> _Task statement_
Please report how many lines in the records below contain "exact". Reply with the number alone.

> _Listed records_
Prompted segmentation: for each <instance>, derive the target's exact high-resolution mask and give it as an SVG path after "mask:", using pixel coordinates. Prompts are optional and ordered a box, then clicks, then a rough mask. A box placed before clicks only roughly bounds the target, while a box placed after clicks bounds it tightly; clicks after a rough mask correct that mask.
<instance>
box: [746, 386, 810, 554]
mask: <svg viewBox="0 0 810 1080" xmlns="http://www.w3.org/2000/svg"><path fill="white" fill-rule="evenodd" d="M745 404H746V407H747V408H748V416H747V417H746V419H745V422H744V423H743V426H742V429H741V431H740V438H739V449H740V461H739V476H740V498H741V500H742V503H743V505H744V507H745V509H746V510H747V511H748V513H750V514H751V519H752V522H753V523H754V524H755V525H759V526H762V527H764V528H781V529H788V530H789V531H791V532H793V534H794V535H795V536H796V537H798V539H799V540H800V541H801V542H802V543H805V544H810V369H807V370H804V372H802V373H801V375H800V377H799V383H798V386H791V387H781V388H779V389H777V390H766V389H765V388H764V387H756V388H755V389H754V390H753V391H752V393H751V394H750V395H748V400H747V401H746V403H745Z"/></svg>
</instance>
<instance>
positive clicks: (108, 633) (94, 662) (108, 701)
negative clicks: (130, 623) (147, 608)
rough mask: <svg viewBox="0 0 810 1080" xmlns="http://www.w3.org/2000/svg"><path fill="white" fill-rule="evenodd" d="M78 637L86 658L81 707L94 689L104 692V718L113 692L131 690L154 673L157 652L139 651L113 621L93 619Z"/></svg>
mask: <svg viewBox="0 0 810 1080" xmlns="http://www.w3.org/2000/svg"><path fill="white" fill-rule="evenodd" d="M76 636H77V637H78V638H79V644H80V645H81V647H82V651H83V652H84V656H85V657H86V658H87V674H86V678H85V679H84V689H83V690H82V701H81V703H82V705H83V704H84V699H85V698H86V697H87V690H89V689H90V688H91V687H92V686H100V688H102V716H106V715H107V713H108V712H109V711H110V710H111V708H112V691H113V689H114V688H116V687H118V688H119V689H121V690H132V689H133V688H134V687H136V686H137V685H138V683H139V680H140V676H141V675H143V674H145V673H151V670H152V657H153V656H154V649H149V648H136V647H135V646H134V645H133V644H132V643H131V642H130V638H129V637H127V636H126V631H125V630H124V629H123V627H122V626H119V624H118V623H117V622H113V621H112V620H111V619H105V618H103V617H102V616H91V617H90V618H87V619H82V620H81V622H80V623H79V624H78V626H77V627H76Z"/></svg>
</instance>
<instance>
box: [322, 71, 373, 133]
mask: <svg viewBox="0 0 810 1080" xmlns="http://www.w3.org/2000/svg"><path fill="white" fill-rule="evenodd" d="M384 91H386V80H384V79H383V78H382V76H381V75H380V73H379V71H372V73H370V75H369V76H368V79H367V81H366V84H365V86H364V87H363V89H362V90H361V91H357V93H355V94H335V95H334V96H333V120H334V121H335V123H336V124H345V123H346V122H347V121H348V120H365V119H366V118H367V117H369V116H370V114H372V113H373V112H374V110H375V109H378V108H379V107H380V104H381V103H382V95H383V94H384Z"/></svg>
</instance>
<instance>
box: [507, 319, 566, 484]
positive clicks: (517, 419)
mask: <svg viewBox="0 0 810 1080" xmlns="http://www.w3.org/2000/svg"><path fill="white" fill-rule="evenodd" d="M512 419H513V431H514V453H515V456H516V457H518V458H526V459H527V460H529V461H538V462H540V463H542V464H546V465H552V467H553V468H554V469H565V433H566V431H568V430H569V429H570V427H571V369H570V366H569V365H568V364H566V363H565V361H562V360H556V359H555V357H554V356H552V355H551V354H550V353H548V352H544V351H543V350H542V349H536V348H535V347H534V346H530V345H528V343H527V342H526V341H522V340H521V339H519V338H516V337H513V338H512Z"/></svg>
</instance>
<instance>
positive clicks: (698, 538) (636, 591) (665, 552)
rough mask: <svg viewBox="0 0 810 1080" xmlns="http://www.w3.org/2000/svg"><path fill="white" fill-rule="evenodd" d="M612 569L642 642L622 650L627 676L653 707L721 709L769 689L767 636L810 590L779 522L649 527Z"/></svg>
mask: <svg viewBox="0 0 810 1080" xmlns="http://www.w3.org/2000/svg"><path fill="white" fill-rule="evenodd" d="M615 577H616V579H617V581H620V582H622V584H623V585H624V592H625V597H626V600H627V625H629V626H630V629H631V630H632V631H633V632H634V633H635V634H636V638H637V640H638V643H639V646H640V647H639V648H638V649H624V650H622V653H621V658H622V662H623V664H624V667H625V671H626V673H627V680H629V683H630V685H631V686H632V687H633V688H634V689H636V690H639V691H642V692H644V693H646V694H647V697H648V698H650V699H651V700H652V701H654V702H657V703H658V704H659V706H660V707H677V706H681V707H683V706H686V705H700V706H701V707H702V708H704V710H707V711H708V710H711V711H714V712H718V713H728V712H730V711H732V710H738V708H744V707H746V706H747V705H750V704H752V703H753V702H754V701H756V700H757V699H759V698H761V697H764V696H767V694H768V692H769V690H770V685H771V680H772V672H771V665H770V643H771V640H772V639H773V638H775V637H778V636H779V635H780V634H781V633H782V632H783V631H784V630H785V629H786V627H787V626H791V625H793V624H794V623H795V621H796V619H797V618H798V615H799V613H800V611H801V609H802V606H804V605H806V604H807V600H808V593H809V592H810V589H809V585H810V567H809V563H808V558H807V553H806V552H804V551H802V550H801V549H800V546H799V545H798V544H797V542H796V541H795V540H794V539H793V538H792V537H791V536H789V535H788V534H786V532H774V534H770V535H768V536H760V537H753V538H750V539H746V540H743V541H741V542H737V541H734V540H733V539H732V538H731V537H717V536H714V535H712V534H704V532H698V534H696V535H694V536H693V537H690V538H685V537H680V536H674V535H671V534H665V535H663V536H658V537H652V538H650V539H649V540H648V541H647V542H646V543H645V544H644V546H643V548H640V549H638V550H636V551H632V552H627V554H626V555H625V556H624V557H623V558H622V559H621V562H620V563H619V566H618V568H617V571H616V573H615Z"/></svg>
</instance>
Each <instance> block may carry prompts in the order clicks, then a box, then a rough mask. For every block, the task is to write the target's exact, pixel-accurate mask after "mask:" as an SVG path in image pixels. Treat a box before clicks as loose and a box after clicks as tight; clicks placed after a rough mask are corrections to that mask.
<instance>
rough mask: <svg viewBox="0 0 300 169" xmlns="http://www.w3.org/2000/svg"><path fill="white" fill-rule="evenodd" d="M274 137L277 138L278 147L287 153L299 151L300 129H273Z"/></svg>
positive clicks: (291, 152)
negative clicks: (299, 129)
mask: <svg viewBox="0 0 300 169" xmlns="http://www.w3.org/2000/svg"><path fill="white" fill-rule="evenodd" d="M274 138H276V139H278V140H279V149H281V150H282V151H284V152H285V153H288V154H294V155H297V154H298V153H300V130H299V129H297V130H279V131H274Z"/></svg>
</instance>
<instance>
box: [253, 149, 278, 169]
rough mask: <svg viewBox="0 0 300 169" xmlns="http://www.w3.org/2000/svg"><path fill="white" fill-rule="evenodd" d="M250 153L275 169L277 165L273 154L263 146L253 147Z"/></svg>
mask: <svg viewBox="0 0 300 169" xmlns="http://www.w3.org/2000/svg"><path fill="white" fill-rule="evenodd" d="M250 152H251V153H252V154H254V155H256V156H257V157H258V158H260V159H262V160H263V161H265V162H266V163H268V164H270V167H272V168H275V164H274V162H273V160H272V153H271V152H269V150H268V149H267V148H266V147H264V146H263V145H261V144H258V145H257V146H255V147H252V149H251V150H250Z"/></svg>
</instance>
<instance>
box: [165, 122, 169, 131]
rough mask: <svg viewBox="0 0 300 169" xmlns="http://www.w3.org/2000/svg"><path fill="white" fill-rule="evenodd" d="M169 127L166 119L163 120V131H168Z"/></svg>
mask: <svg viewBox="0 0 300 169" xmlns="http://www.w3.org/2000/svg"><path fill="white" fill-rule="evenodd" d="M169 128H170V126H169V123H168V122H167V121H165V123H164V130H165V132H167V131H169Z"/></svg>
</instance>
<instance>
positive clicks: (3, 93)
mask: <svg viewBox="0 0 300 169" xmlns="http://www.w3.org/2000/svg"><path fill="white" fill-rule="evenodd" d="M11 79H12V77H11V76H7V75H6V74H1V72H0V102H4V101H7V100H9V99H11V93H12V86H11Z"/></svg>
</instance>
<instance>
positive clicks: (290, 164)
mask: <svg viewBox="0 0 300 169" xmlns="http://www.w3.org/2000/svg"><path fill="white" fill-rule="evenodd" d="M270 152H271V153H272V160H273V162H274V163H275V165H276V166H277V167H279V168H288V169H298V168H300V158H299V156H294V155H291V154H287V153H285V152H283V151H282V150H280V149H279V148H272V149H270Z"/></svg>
* * *
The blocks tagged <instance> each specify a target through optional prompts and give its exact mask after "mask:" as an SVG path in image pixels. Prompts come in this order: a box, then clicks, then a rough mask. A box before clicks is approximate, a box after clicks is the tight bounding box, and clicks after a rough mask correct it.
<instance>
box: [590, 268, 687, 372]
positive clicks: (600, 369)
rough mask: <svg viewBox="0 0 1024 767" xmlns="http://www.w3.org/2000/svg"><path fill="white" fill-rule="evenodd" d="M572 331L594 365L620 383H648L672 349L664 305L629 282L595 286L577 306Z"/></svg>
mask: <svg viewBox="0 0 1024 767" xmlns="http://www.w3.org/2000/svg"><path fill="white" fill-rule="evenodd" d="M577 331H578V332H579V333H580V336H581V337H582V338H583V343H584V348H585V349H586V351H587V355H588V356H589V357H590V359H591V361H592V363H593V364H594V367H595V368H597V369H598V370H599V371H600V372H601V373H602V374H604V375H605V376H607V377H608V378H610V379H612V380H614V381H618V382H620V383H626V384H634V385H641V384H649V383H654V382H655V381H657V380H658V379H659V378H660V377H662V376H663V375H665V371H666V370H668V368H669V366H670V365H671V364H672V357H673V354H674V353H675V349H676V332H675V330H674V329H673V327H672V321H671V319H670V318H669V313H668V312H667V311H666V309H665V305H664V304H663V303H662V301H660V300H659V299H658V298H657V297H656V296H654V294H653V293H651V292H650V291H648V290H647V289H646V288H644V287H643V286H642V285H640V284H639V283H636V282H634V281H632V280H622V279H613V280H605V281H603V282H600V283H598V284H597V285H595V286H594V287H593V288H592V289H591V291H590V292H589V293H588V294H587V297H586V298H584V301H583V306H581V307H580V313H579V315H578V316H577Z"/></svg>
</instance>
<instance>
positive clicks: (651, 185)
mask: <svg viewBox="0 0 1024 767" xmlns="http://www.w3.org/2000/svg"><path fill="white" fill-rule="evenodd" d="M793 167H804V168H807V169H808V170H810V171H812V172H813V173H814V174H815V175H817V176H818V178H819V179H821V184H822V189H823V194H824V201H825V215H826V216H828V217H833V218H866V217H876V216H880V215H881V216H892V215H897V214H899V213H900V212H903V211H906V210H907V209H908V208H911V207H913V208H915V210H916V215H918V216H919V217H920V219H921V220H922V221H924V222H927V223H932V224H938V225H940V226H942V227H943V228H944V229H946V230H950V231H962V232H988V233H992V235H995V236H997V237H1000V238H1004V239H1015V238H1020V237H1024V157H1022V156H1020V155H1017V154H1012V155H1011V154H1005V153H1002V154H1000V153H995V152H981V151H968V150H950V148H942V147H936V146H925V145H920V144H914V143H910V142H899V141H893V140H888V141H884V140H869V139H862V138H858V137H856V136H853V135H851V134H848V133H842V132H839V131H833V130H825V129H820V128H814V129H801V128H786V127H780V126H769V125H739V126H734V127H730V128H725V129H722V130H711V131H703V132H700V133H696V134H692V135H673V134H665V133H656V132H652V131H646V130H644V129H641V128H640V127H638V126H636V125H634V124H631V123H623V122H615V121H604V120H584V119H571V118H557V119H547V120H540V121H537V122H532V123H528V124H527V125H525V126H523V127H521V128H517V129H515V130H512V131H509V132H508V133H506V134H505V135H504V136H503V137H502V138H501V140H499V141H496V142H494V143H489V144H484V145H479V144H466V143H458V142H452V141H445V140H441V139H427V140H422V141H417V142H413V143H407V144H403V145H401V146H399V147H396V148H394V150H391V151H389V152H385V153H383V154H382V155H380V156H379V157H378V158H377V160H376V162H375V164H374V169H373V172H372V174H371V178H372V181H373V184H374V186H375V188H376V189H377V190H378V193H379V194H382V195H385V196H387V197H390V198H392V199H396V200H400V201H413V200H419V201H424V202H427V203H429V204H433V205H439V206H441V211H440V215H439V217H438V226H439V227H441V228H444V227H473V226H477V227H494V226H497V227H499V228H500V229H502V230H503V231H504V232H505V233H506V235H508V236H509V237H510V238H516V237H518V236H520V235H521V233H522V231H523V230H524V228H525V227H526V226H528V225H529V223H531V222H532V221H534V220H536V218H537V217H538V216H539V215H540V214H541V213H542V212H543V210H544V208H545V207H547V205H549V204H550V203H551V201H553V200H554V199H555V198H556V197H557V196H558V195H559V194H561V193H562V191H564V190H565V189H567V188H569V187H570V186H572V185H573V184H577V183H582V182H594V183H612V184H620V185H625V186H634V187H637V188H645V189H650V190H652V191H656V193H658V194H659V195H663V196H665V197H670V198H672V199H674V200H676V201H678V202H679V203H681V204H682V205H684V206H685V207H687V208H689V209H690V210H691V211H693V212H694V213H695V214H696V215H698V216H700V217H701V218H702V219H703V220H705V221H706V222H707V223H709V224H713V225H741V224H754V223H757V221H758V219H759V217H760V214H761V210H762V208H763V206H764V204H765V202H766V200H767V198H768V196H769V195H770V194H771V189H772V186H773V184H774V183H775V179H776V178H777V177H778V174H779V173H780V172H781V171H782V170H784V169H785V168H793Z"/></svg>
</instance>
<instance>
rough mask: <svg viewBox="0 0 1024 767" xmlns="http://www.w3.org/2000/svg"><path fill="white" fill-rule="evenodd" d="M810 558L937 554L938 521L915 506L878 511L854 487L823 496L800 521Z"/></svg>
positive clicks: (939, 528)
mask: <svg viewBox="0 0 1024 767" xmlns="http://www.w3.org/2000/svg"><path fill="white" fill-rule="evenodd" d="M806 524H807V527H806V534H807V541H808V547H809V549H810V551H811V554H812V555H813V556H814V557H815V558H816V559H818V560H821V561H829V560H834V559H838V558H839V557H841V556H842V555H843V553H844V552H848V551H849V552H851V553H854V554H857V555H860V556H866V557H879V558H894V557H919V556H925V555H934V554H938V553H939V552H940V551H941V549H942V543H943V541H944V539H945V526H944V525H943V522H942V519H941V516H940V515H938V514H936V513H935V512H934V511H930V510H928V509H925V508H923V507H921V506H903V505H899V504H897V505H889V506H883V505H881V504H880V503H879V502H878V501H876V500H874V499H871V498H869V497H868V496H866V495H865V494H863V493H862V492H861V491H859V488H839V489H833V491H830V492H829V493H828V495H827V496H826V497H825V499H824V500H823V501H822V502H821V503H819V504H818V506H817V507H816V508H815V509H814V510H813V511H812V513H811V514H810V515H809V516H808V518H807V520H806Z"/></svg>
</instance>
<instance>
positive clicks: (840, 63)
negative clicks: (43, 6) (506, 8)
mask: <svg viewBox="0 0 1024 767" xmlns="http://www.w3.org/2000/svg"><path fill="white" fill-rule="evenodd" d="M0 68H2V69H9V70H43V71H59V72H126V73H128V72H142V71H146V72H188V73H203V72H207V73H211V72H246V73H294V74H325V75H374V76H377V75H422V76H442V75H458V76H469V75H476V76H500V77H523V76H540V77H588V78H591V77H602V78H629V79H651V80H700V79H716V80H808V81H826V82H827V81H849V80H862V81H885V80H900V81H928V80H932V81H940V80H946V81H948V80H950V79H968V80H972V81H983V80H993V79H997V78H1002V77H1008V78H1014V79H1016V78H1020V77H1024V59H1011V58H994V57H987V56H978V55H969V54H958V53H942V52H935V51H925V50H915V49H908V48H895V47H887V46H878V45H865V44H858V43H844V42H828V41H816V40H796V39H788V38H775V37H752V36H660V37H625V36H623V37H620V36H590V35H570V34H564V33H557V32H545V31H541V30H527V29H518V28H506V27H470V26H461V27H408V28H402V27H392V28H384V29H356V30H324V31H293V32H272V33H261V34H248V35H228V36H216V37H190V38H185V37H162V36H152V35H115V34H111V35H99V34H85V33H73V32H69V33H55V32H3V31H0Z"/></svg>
...
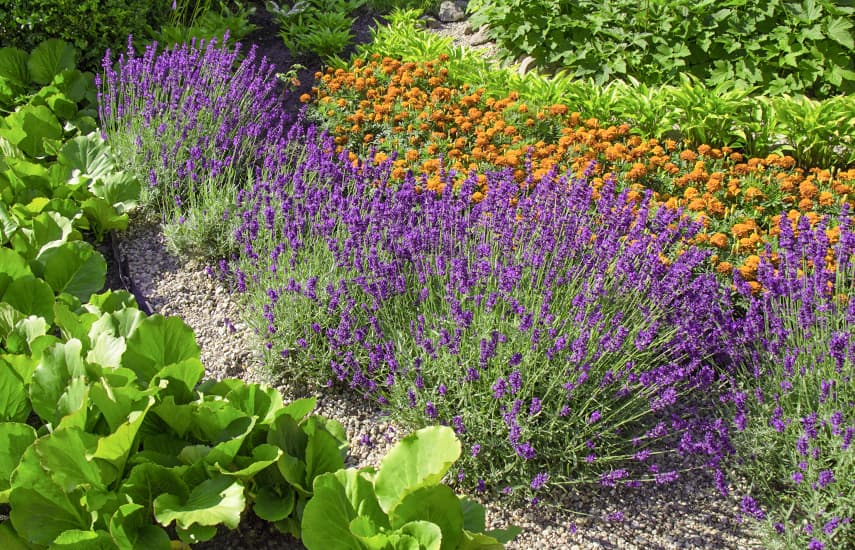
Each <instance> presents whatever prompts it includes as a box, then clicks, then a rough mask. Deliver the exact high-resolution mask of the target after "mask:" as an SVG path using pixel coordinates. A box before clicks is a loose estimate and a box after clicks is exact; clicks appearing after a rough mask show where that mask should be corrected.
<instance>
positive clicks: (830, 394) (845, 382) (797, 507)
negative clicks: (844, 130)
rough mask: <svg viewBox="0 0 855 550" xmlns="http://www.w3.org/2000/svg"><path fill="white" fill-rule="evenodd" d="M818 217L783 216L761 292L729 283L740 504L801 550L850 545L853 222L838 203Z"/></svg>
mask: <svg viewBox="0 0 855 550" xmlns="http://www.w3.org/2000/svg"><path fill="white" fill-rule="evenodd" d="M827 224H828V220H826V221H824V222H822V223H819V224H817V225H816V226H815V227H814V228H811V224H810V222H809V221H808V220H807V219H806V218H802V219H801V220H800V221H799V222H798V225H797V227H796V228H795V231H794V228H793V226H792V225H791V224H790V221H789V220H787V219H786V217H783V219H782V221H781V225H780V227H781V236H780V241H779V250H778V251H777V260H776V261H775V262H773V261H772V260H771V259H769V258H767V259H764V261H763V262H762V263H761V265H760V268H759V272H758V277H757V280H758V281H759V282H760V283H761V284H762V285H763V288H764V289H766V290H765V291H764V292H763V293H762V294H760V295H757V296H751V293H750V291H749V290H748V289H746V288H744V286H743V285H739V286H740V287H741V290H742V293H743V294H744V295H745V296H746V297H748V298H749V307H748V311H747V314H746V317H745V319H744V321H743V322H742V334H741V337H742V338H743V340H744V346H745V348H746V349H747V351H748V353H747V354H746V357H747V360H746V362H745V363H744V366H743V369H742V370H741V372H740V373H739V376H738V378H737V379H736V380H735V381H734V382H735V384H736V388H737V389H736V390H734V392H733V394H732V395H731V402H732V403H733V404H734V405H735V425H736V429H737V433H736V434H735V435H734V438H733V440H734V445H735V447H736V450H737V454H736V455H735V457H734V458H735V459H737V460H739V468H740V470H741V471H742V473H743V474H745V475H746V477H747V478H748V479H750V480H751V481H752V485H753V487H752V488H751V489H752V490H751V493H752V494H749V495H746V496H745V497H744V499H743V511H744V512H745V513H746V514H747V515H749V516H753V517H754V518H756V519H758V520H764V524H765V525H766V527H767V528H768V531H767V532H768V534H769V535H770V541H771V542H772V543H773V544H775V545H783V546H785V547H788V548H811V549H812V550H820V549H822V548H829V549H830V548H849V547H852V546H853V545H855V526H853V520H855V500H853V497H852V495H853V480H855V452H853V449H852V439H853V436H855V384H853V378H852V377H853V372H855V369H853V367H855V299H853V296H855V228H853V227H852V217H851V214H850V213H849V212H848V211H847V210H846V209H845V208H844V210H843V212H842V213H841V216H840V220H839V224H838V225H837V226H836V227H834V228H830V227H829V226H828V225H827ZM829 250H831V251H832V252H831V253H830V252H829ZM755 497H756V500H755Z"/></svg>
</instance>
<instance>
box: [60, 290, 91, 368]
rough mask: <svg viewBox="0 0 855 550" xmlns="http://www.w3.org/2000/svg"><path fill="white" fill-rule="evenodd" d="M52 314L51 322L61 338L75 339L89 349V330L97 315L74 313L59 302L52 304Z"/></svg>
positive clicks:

> _Result of the exercise_
4